25 points by ironmagma on Oct 7, 2020 | hide | past | favorite | 39 comments
Just saw that Reddit has removed Aaron Swartz from the list of co-founders, and was wondering, what online communities do you really like that serve the need for discussion and play which aren’t HN?



Reddit has become a heavily censored website that supports only one political viewpoint. For instance, I cannot say on reddit that BLM by definition checks off all boxes for a terrorist hate group because I will be banned. This goes for large swaths of society in general where people have gone from free speech advocates to raving lunatics ready to censor, ban, cancel, and fire anyone who does not support their views.

Next reddit will start with free speech and, if it becomes popular, eventually the anti-free speech people will move in and turn it into reddit.


A "free speech" platform is not enough of a value proposition for mainstream users to migrate. The only people who will be incentivized to move will be toxic/fringe/controversial people and their followings. If you want to make a community for those people, go ahead. See gab.com, voat.com, 4chan.org, parler.com etc... All these places are similar to reddit/facebook/twitter but without censorship. However, the whole point of a "free-speech" platform is to encourage an open exchange of ideas. If you only serve one side of the political spectrum, what ideas are you exchanging? It's just an echo chamber.

My point is that a real competitor to reddit will be highly dependent on some technical innovation that convinces a "normal users" to migrate. Our only hope is that this new platform will be wiser in terms of censorship policies. No normal person is going to waste their time signing up, actively post, check, and sink their time into a platform who's whole pitch is "a twitter/reddit clone with less users, but you can say racial slurs".


So I‘ll use my mom as an example. For most of my life I used message boards and chatrooms to get my internet experience. For decades this women had no idea what she was missing out on. Eventually they mainstreamed the stuff I’ve been using for people like her. They go to Reddit now because we used to go to Reddit, they sit on Facebook now because we used to sit on message boards.

The stuff the tech minded people use today will be the stuff people like my mom will use tomorrow. She doesn’t know what she’s missing out on again. So we absolutely have to keep innovating.


> For instance, I cannot say on reddit that BLM by definition checks off all boxes for a terrorist hate group because I will be banned.

I would suggest that this is not true.


Which statement are you suggesting is not true? That a ban would not happen in response to that assertion?

> _Provided information_
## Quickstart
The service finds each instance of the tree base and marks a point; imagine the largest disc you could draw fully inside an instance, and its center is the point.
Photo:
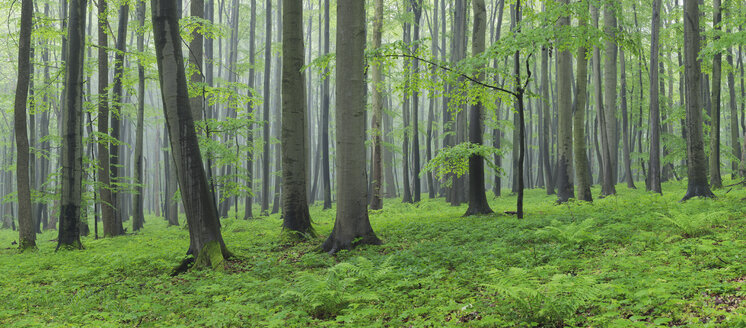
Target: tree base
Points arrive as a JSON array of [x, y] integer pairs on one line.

> _Required actions_
A – According to the discussion thread about alternatives to Reddit, what had Reddit done that led to the opening post?
B – Continue the discussion thread about alternatives to Reddit from its last comment.

> _Answer section_
A – Reddit had removed Aaron Swartz from its list of co-founders.

B –
Yes


The problem with alternative sites like these is that these do not try to be their own thing and instead focus on being an "anti-reddit". Which - given how political reddit is - already resulted in creating a site that you describe. It's called Voat and it's dominated with right-wing politics and consipracy theories and it is pretty much unusable for anything else. There's not a single community on Voat that is worth suffering through pages of political nonsense. Gab has the exact same issue.

The problem is not that reddit doesn't allow free speech, the problem is that these sites became the front of war for people who live and breathe real-world politics. That type of content seems to dominate everything else on these websites and turns off people who just want a nice little community to discuss their niche hobby.

I believe the next reddit won't be a site that advertises itself for allowing free speech; I think it will be one that bans real-world politics and does it's best to keep it this way.


Same goes for HN. I'm actually surprised you weren't already heavily downvoted or flagged for hate speech.


Same for all major sites really. Even Sam Altman posted regarding this: https://blog.samaltman.com/e-pur-si-muove


It seemed to me that shill mods started to back off around August when some of the rioting and arson started getting old and having the opposite of the intended political results. And, now that we are a month from the elections they are no longer interested in censoring as it probably won't have an effect especially since people have already started voting.


just give it a little bit of time...


I agree somewhat but the solution is tricky. You've described two problems, actually: 1) Community norms/culture and 2) censorship/banning. Ideally, the "next Reddit" would/should allow flagging content that is hateful/hurtful while providing a sensible (and formally regulated) means to appeal flagging, censorship and banning.

Ultimately, the Internet at large needs to grow past this adolescent stage that yields to mob rule and crudely divides people and ideas into "good" and "bad" without any discussion or nuance.


Reddit has always leaned incredibly liberal, that's not new. But some of the most active subs sport borderline extremism for conservatives as well - and that viewpoint would be shared and upvoted plenty, just like ACAB or sympathizing with Chris Dorner will rise to the top of /r/politics.

Online communities without moderation exist, and they're usually cesspools. I don't think they'll catch on like reddit did.


I think the left wing has adopted the view that they are good fighting evil and the ends justify the means in anything they do, which of course is not compatible with free speech and subject to political abuse. Online communities without moderation have always existed. Pre-internet BBS's were full of what people would call "cesspool" stuff although it would be considered tame today. Today cesspool means generic conspiracy theories. Obviously a big right wing one is politicians and pedophilia which congress just passed a resolution about WHILE there is this whole real thing going on with pedophile island, Epstein, and, yep, politicians. So it is hard to sort out which is 'cesspool' and what are attempts to censor reality and hide crimes coming from the political establishment.

Any board where they just remove flagrant porn, gore, and violent threats would be OK and would last until the general public learned about it.


Agreed. The next reddit needs to state explicitly that only illegal content will be removed by site owners.


What the past few years have shown me is that we need a place for serious discussion that is not influenced by bots, propaganda, and astroturfing. Public opinion and awareness on current events on sites like Twitter and Reddit is getting swayed by all sorts of bad actors and this is wreaking havoc on our society. I think if we actually care for a healthy community, the future is in communities with verified identity so that there is actually some sense of accountability from the people that post there. Whether these types of communities will gain any traction is another story...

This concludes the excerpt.